What you are asked to do: Please reproduce the blog post word for word, from "Monday, September 25, 2006" to "televised news conference.".

Excerpt:

········

Monday, September 25, 2006

One in Three Americans Believe Saddam Behind 9/11

Also unable to identify key body parts, form coherent sentences

Special to The WitList
25 September 2006

A New York Times/CBS News survey last week revealed that one in three Americans -- some 31% -- still believe Saddam Hussein was behind the 9/11 attacks. This comes despite numerous public statements to the contrary by President Bush, including one last month when he virtually shouted that Saddam had nothing to do with 9/11 during a televised news conference.

The WitList has secretly obtained the raw data from that survey. It turns out pollsters asked several additional questions of that benighted 31% whose answers have never been revealed -- until now.

Survey Says

... when asked to locate their own buttocks, 63% pointed to a map of Brazil. However, 12% correctly identified Brasilia as their ass's capital.

.... 43% think Madonna (the singer) is the birth mother of Jesus (the savior). However, only 17% believe she is still a virgin.

.... 57% said they believe the earth is shaped like a pizza -- mostly flat with a raised lip around the edge so the fish don't fall off. More than half believe the continents were formed when pepperoni collided with molten cheese.

.... 72% declared they don't believe in evolution, global warming, or electricity. An additional 22% volunteered that they don't quite understand how Rush Limbaugh manages to get small enough to fit inside their car radios.

Of those surveyed, 73% identified themselves as Republican, 14% claimed to be independent, and the rest couldn't remember the question. All, however, said they watched Fox News religiously.

Monday, September 11, 2006

President Bush Not Responsible for 9/11

New study finds Clinton administration entirely to blame

Special to The WitList
11 September 2006

WASHINGTON, DC -- President Bush was not asleep at the wheel on 9/11 and did not act cowardly or indecisive in the moments following the attack, according to a new study by The Bowtie Institute (BTI). The study was commissioned by the Youth With a Ministry evangelical group and prepared in conjunction with the ABC miniseries "The Path to 9/11."

"The President is entirely blameless for the tragic events that befell our country five years ago," says T. Phineas Gage, chief research scientist for BTI. "In fact, our research shows that the Clinton administration is responsible for every human tragedy since January 2001."

Gage says the liberal media continues to spin half truths and misconceptions about the President's behavior before and after 9/11.

The Liberal Spin: After the second tower was hit on the morning of September 11, 2001, President Bush continued to sit as if paralyzed for seven minutes while listening to Florida elementary students read "My Pet Goat."

The Facts: Mischievous second graders had glued the president's pants to the chair, and it took him that long to quietly work himself free. The grade schoolers in question were later discovered to be distant cousins of the Clinton clan. They have since been re-enrolled at Guantanamo Bay Prep.

········

Recorded information:

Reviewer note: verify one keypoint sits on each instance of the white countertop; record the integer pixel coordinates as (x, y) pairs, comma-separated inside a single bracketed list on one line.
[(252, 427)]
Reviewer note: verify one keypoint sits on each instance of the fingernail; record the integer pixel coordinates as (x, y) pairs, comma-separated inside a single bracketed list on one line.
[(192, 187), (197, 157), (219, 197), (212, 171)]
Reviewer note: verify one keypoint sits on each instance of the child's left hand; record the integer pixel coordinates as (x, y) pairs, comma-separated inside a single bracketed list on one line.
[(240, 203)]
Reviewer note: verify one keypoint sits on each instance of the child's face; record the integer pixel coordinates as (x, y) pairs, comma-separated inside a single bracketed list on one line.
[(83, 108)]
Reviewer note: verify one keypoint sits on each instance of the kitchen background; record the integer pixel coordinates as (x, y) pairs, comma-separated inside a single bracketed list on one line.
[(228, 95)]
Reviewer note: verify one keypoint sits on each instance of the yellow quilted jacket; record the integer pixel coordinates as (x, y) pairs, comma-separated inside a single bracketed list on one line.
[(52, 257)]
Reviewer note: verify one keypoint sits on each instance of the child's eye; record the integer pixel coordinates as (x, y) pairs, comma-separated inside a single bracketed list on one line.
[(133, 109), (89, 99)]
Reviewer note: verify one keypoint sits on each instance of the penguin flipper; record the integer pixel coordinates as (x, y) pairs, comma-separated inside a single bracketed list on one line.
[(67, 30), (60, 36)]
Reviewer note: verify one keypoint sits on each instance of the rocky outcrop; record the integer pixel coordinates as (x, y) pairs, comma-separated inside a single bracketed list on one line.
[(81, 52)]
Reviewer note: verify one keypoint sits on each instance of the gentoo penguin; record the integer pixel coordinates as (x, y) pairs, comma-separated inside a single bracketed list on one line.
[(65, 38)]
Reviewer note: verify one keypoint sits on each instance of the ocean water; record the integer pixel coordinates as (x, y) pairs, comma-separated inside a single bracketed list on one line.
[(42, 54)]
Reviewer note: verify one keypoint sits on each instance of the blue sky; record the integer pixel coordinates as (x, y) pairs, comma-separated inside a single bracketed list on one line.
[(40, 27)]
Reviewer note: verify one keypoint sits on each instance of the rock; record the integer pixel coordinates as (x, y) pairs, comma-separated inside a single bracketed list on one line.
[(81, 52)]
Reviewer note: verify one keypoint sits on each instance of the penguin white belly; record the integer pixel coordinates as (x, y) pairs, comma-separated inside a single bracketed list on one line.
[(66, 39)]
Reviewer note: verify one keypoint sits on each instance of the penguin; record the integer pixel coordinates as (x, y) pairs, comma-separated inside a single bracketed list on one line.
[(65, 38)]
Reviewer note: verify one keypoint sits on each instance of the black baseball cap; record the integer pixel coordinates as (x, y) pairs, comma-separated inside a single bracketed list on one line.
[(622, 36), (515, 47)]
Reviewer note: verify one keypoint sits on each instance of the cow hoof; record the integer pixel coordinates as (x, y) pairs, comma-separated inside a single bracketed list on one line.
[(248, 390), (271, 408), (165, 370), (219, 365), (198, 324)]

········

Solution:
Monday, September 25, 2006

One in Three Americans Believe Saddam Behind 9/11

Also unable to identify key body parts, form coherent sentences

Special to The WitList
25 September 2006

A New York Times/CBS News survey last week revealed that one in three Americans -- some 31% -- still believe Saddam Hussein was behind the 9/11 attacks. This comes despite numerous public statements to the contrary by President Bush, including one last month when he virtually shouted that Saddam had nothing to do with 9/11 during a televised news conference.